* **Dataset excerpts**:
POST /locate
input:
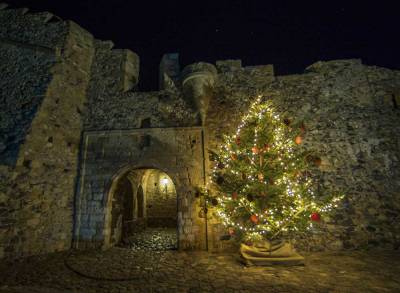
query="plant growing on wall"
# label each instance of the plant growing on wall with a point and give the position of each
(263, 188)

* **Challenge**: Render the entire listing above as a JSON array of strings, one string for each line, and omit blank lines and the pictures.

* **Expected answer**:
[
  "POST /locate",
  "input:",
  "query=\"plant growing on wall\"",
  "# label each instance of the plant growing on wall with a point and give the position of each",
  "(263, 188)"
]